Return all of the records below word for word, leaving out the picture.
## BEGIN
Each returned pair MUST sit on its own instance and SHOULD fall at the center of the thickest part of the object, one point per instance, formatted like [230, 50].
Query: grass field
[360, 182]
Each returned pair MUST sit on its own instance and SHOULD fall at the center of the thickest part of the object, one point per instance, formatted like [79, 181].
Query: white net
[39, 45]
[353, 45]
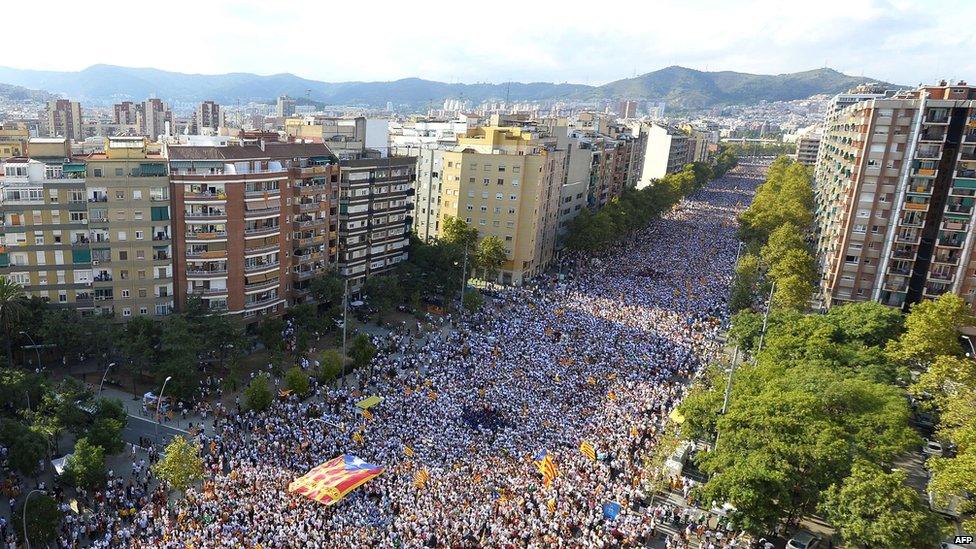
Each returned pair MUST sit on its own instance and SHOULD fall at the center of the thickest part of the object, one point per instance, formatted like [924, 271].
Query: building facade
[506, 181]
[374, 215]
[251, 224]
[64, 120]
[895, 183]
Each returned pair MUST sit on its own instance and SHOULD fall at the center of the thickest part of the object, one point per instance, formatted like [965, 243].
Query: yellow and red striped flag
[588, 450]
[420, 478]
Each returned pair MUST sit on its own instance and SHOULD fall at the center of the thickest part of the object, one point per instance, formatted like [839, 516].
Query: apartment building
[374, 215]
[427, 204]
[128, 213]
[251, 223]
[13, 140]
[208, 117]
[63, 119]
[807, 147]
[505, 181]
[895, 183]
[45, 235]
[346, 137]
[154, 117]
[666, 151]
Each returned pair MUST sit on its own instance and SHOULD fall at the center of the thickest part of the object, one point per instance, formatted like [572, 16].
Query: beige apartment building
[129, 222]
[45, 232]
[895, 186]
[505, 181]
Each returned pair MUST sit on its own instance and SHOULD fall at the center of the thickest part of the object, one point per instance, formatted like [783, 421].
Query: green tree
[473, 300]
[85, 466]
[25, 447]
[258, 395]
[181, 464]
[490, 256]
[12, 305]
[456, 231]
[297, 381]
[327, 288]
[362, 350]
[872, 508]
[330, 366]
[43, 519]
[932, 329]
[869, 322]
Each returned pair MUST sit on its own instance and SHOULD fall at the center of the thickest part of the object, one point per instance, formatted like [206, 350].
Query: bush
[258, 395]
[296, 380]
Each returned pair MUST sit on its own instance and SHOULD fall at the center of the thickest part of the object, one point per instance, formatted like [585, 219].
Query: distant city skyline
[897, 41]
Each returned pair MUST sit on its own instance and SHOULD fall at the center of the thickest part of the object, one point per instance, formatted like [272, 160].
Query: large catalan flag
[331, 481]
[543, 461]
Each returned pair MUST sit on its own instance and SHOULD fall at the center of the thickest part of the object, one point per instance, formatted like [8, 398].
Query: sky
[900, 41]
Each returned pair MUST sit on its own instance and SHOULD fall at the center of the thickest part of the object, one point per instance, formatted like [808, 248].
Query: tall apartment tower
[208, 115]
[506, 181]
[285, 106]
[253, 224]
[374, 215]
[155, 116]
[64, 120]
[427, 205]
[125, 112]
[895, 182]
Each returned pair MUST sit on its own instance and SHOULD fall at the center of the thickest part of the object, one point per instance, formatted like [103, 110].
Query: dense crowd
[602, 356]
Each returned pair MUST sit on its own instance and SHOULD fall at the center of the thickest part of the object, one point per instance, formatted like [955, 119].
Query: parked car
[932, 448]
[804, 540]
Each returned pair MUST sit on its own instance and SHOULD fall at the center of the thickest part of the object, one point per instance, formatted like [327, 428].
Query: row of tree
[776, 232]
[816, 423]
[635, 209]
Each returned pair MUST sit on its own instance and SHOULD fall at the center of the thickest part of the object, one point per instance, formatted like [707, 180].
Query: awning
[369, 402]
## END
• **RESPONSE**
Each returned pair MUST sit on its own instance and SHOULD fall at the center of the thickest part of the object, one point per instance, formatted like [230, 50].
Query: grass field
[360, 182]
Each returned pair MUST sit on its own instance and SHOULD fall at the center of the thickest part of the object, one point per instance, formatted like [79, 181].
Query: white net
[39, 45]
[353, 45]
Each returned pair MUST sit on its own instance and SHOULD fall at the center of the thickest part of the object, one point per instance, formatted like [924, 271].
Query: building facade
[506, 181]
[374, 215]
[251, 224]
[64, 120]
[895, 183]
Each returned pair MUST sit on its own instance and SHOULD fall at the center of the thickest part of the object, one point per instance, formatted like [965, 243].
Query: yellow and red striped flag
[588, 450]
[420, 478]
Each returned pair MUST sit on its own instance and SHOULD fall at the center of the thickest part of the object, one point per instance, formatted like [839, 516].
Query: apartment building
[374, 215]
[427, 204]
[128, 213]
[251, 223]
[13, 140]
[208, 117]
[63, 119]
[807, 147]
[505, 181]
[895, 183]
[45, 235]
[346, 137]
[154, 117]
[666, 151]
Each returned pair MUST sit on its own instance and SHOULD fall at the center of the thickest part of the object, one point per instance, formatted like [572, 16].
Query: beige apartment building
[129, 222]
[45, 232]
[895, 186]
[505, 181]
Each returned pair MUST sit on its own instance and SHOULD fall at the center of the thickest part of the object, one point per instance, formatted like [783, 421].
Query: green tree
[473, 300]
[85, 466]
[25, 447]
[258, 395]
[181, 464]
[490, 256]
[12, 305]
[456, 231]
[297, 381]
[327, 288]
[362, 350]
[872, 508]
[330, 366]
[43, 519]
[932, 329]
[869, 322]
Each returned pair MUST sit on its own instance and SHOULD fall at the center of the thickest part of the object, one point per instance, formatted like [206, 350].
Query: bush
[258, 395]
[296, 380]
Each returned pair MUST sit on its own instance and SHOULD fall at the center of the thickest part of the object, one point per instance, formatted like [585, 219].
Query: distant city skyline
[897, 41]
Each returned pair MUST sit on its own instance and SHOULD fall at the center of the thickest part of the object, one point per instance, formatted like [272, 160].
Query: large catalan flag
[331, 481]
[543, 461]
Each returned pair MUST sit on its own instance and SHOULD fall at the center of the thickest part of the object, one point per instance, formatted like [8, 398].
Query: sky
[900, 41]
Each returned pair MUST sit on its own instance and SHOULD fall at the center of the thickest part of the object, one point per instance, formatted like [808, 248].
Query: tall apartment tower
[208, 115]
[506, 181]
[285, 106]
[253, 224]
[374, 215]
[155, 116]
[64, 120]
[427, 205]
[125, 112]
[895, 182]
Each returned pair MUST sit on its own instance and SHOULD fall at the center of the thickest part of the object, one point per instance, formatted like [103, 110].
Query: dense crowd
[602, 356]
Each returned pair MUST sit on its own instance and SHOULD fall at the center of the thickest part of the object, one point per instance, formatted like [955, 119].
Query: parked car
[932, 448]
[804, 540]
Each returned pair MUST sit on its own instance and SHOULD fall at the center of the thickest part of the object, one point per instance, formatted like [327, 428].
Query: row of tree
[776, 232]
[816, 423]
[635, 209]
Each returned pair MUST sit on its own instance and SHOULD fall at the center of the thickest part of the object, one point per instance, formatted like [707, 180].
Query: awning
[369, 402]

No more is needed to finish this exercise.